> **Exercise prompt**: All the data should come back exactly as it was given.

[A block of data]
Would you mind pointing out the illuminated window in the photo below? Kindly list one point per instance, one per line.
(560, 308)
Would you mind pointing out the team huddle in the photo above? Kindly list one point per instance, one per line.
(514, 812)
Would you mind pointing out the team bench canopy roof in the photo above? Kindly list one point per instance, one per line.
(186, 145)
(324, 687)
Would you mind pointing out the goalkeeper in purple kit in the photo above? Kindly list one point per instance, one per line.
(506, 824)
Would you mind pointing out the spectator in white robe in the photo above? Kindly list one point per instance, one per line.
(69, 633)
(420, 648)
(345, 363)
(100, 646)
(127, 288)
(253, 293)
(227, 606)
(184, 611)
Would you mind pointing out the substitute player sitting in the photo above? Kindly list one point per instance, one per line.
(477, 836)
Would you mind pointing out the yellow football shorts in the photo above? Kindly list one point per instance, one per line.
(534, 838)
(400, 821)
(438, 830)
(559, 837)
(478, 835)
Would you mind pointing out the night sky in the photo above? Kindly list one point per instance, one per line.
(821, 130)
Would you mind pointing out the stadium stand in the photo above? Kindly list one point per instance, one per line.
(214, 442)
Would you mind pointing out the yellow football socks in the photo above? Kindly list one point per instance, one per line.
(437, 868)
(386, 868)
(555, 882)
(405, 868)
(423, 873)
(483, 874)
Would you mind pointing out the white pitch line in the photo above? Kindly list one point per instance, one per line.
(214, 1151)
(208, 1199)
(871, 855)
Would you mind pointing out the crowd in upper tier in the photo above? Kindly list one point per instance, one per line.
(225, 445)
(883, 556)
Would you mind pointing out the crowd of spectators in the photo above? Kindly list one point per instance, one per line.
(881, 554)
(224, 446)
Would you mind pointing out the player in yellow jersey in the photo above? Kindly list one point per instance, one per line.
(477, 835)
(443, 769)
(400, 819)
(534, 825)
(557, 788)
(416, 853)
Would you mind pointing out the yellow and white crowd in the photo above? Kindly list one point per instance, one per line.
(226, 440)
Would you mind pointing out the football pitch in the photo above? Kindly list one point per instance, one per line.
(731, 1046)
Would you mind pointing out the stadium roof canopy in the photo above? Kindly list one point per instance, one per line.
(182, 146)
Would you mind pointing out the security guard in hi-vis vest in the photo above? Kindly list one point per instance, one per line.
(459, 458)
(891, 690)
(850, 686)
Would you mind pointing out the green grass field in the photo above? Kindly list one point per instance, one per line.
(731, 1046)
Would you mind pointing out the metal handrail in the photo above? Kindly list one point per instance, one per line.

> **Written solution**:
Would you mind pointing out the illuminated window in the photo below? Kindly list one point per instance, one per line.
(560, 308)
Would you mind pointing out the team huddle in the photo above? Kindly list one point per instance, one per line.
(514, 812)
Would you mind pointing out the team bench canopy roof in the photo above? Kindly list one point per instance, one per line.
(186, 145)
(324, 687)
Would you mind pointing out the goalkeeper in purple kit in the photo above? Kindly list one point per instance, one per line.
(506, 824)
Would you mind pointing out the spectator in white robe in the photo above? Kindly list one point per instance, one per line.
(69, 633)
(420, 648)
(345, 363)
(100, 646)
(127, 288)
(253, 293)
(227, 606)
(184, 611)
Would you mind pointing out the substitute player sitting in the photo above? Kindly list one point per instance, one per line.
(477, 836)
Would you mind pointing out the yellow football shorts in the photo above? Kindly list one point per instance, one per line.
(534, 838)
(400, 821)
(438, 830)
(559, 837)
(478, 835)
Would you mind pointing out the night sky in the photo above? Kindly list one point per instance, one per line.
(821, 130)
Would you mind pointing out the stadium stand in the photo above? Kindly list one point per instance, one per line.
(214, 442)
Would you mind pointing out the yellow football socks in the photo above? Kindly list one point per instance, one per line.
(437, 868)
(386, 868)
(555, 882)
(405, 868)
(423, 873)
(483, 874)
Would you mind pointing out the white pitch line in the photo above? Kindly list one point per instance, one per line.
(214, 1151)
(208, 1199)
(871, 855)
Would you mind pointing out the crowd in upper tier in the photo above? Kindly list one point per instance, one per line.
(225, 445)
(883, 556)
Would you mind pointing out the crowd of spectators in the photo above? Kindly list one point per instance, one per line.
(881, 554)
(224, 446)
Would you mind pointing out the player in yellow jersey in the photo above? Kindly list one point per instance, one per line.
(477, 835)
(443, 769)
(400, 819)
(534, 825)
(557, 788)
(416, 853)
Would you mind pointing out the yellow and white crowd in the photo above? Kindly list one point per instance, one per line.
(226, 440)
Would you mind pointing out the football pitch in the photo above? Kindly list one point per instance, one per line.
(731, 1046)
Would you mind pointing out the stadium roof canopy in the photo above? Kindly list one point per instance, one per line.
(182, 146)
Would you mind pointing out the security guard in hi-vis vest in the photo above? Kindly list one point per instance, one per line.
(459, 458)
(891, 690)
(850, 686)
Would you mind pointing out the green grass field in the photo above? Kindly list one point per instance, one per line.
(731, 1046)
Would you mind pointing out the metal handrail in the photo above? Kindly list one point per instance, one per line.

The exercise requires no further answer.